Newman said the Oregon School Boards Association and the Coalition of Oregon School Administrators are releasing a school safety tool kit, and she was able to look at a draft and use a statement from it to read before public comment to prevent members of the public from singling out district personnel. Newman said the board is also planning on safety training for members and in the long-term, a policy related to disruptions.

But before those actions were taken at a Monday meeting, O’Rourke said she spent time looking for a hotel for her and her family’s safety, but couldn’t find a room due to a track meet. She said the district should’ve helped.

“It should’ve been we just provided something for my security,” O’Rourke said during the Monday meeting. She said she wants a system to be set up for future board members.

Board members spoke in support of O’Rourke.

“That’s the level of seriousness of home protection that I think we need to provide to Laural O’Rourke at this point, and I think we need to do it right away…that’s what we owe to any of us who end up in this situation,” said board member Gordon Lafer.

O’Rourke is nearing the one-year mark of her time on the school board. She said the year has been difficult, with tension from the district, staff, and sometimes other board members as O’Rourke has focused on making the school system better for marginalized students and staff.

“It’s about generational poverty, it’s about our Indigenous population, the list keeps growing the longer I’m here of people that just feel completely disenfranchised from the system,” O’Rourke said.

In the wake of the targeted violence against Black Americans in Buffalo, last week’s meeting felt different to her.

“My thought over and over was, ‘the only difference that something horrible didn’t happen, is somebody didn’t decide to make it happen,’” O’Rourke said.

O’Rourke said last week’s disruption could have been avoided if the public had a chance to speak to the board.

O’Rourke said she wants to be able to do the work she was elected to do, without a focus on her or her race.

“It’s exhausting, and it’s stupid and exhausting,” O’Rourke said. “...The work I want to do, is to make it so our kids graduate with the means to support themselves.”

Requests:
(a) Copy the school board article starting at the words "In the wake" and stopping after "to the board.", and swap "Buffalo" for "the city".
(b) Answer these questions from the school board article:
(i) What kept O’Rourke from finding a hotel room?
(ii) Which board member said home protection should be provided to O’Rourke right away?
(iii) How long has O’Rourke served on the school board?
The data after this point are separate material, not part of the school board article.

Material:
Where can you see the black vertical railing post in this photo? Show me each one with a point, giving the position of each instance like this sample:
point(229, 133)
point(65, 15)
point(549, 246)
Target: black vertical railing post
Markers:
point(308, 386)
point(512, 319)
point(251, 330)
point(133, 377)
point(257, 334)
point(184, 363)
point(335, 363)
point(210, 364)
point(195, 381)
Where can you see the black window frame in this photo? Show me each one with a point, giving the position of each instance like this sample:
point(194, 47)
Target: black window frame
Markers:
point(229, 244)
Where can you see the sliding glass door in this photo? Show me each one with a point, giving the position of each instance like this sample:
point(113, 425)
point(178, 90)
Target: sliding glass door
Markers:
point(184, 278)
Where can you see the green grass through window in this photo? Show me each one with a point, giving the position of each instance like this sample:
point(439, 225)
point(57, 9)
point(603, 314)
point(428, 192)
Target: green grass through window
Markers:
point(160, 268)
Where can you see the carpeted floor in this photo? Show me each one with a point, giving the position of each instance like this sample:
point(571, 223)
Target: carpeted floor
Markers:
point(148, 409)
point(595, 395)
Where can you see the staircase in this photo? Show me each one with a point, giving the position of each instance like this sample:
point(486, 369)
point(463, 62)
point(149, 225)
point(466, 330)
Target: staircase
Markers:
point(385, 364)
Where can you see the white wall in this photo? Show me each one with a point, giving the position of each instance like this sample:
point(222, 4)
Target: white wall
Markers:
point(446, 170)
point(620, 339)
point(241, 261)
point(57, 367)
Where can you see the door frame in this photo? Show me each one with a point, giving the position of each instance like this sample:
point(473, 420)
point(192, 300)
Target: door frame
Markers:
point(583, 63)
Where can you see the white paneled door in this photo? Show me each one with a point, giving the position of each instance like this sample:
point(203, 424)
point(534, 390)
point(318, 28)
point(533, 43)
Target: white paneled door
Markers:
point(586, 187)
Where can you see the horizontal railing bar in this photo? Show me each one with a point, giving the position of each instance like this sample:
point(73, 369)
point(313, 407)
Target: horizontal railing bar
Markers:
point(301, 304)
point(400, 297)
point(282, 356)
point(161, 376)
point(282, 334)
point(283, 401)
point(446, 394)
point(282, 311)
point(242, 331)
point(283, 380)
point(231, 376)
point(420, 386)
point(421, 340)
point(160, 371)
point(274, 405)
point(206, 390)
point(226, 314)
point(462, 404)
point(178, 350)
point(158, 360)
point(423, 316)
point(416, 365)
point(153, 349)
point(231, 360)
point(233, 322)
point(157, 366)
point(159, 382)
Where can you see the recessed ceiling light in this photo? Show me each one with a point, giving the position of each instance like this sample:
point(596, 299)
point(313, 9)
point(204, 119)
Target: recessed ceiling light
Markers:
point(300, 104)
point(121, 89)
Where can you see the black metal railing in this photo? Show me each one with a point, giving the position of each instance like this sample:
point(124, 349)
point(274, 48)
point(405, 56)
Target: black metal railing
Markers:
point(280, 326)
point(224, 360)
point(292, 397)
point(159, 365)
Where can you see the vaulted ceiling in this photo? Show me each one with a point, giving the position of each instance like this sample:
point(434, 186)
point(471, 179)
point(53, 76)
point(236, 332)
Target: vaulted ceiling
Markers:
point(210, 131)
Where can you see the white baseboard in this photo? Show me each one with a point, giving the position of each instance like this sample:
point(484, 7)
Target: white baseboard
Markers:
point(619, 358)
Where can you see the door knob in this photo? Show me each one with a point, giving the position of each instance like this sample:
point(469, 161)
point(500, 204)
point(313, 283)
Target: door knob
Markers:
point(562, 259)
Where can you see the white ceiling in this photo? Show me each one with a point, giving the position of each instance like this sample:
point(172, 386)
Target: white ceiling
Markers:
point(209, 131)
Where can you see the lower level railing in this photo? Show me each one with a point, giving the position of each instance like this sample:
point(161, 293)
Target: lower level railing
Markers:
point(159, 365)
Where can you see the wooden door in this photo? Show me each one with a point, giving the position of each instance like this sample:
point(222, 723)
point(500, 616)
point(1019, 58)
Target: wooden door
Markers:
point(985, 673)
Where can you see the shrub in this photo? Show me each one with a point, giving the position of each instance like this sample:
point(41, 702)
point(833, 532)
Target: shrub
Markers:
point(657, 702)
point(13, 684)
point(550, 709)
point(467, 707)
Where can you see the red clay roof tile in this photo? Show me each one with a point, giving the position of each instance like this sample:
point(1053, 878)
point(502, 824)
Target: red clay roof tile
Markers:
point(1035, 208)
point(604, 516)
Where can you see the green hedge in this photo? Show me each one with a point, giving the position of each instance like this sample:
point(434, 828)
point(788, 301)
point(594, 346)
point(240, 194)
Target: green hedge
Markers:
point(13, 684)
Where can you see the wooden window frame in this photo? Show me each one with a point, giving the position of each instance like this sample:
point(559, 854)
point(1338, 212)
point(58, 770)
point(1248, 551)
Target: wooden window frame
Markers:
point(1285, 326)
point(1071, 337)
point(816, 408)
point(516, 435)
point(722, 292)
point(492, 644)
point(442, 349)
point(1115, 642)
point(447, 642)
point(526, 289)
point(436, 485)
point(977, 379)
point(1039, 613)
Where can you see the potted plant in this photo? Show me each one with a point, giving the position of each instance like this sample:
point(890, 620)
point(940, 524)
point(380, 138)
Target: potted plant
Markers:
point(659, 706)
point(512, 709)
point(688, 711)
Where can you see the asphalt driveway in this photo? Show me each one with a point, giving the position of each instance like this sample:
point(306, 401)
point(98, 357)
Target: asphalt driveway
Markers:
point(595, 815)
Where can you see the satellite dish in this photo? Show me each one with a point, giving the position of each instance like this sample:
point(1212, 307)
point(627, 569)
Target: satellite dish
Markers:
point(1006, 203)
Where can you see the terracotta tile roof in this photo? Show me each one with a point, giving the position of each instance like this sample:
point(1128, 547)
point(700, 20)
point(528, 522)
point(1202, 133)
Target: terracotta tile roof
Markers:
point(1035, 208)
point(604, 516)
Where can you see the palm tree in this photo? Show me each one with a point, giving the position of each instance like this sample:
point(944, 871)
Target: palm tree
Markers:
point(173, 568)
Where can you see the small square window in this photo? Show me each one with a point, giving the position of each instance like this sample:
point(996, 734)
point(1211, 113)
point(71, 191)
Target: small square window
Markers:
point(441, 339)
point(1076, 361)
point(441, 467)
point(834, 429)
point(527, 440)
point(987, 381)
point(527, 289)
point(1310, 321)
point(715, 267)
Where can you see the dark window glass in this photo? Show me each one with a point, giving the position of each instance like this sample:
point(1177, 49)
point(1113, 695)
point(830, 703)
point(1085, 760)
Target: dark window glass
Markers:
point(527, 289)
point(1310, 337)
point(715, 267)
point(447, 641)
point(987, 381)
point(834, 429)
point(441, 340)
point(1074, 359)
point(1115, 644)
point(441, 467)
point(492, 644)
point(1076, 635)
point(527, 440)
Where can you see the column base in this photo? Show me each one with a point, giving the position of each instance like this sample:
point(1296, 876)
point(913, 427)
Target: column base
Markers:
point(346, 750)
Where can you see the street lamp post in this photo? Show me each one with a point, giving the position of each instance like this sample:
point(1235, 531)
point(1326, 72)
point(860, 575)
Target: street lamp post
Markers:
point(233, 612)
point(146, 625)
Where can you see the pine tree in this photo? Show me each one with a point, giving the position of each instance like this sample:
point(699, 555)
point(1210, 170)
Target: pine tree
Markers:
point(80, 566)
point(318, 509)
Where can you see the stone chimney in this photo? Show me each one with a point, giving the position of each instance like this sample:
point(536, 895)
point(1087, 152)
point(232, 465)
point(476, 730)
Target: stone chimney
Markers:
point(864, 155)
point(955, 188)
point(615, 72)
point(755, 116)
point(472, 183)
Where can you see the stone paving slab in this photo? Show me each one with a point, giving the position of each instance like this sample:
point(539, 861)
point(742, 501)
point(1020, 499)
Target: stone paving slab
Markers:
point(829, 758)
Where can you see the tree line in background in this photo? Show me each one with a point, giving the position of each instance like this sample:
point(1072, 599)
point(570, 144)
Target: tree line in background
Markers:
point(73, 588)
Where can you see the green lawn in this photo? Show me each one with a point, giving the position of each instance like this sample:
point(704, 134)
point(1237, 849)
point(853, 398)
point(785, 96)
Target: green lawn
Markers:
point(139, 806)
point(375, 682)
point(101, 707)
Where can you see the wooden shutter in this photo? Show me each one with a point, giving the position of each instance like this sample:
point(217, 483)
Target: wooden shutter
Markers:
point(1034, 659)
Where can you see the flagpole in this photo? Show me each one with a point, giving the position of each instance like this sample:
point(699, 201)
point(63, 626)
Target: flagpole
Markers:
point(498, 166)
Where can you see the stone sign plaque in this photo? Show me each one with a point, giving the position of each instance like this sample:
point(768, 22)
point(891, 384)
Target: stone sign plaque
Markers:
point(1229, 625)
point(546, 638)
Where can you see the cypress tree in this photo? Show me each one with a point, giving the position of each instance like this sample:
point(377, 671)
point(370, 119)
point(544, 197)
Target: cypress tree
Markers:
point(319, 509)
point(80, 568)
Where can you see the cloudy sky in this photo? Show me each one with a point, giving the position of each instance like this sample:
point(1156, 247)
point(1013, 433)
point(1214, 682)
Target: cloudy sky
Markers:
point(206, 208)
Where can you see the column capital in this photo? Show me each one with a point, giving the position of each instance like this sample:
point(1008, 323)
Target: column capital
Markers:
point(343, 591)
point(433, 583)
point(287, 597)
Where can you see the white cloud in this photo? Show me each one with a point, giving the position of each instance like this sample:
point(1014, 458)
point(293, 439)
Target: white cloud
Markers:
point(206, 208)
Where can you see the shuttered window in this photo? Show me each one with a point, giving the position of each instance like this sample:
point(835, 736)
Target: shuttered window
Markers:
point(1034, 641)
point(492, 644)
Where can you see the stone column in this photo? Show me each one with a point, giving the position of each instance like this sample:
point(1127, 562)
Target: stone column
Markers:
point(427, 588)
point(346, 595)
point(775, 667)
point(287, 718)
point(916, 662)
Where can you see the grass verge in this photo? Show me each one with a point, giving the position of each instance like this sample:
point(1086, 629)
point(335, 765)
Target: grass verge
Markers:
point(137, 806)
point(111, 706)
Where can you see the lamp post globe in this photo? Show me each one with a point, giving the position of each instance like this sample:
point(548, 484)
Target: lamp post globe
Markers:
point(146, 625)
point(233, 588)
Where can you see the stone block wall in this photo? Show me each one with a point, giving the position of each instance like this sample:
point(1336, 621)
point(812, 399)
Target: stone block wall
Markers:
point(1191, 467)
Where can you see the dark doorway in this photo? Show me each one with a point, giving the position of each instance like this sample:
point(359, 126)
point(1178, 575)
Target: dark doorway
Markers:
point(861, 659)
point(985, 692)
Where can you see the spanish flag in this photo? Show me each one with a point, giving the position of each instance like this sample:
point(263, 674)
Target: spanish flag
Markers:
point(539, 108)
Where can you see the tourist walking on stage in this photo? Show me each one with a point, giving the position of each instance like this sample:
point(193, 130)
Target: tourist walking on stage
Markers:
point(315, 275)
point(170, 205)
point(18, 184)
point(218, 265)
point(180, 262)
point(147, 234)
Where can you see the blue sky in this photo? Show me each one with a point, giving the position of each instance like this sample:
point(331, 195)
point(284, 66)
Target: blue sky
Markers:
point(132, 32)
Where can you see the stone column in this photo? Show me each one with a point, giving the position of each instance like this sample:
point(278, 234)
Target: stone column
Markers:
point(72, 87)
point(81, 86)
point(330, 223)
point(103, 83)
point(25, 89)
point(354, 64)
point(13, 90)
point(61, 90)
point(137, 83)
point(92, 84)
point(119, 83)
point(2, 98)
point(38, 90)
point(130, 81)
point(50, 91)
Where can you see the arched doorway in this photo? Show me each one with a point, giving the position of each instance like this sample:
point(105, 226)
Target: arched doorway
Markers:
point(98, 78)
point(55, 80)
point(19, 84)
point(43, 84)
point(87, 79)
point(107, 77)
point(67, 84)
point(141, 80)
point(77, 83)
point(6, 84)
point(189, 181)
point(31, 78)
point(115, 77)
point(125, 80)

Written answers:
(a)
In the wake of the targeted violence against Black Americans in the city, last week’s meeting felt different to her.

“My thought over and over was, ‘the only difference that something horrible didn’t happen, is somebody didn’t decide to make it happen,’” O’Rourke said.

O’Rourke said last week’s disruption could have been avoided if the public had a chance to speak to the board.

(b)
(i) A track meet.
(ii) Gordon Lafer.
(iii) She is nearing the one-year mark.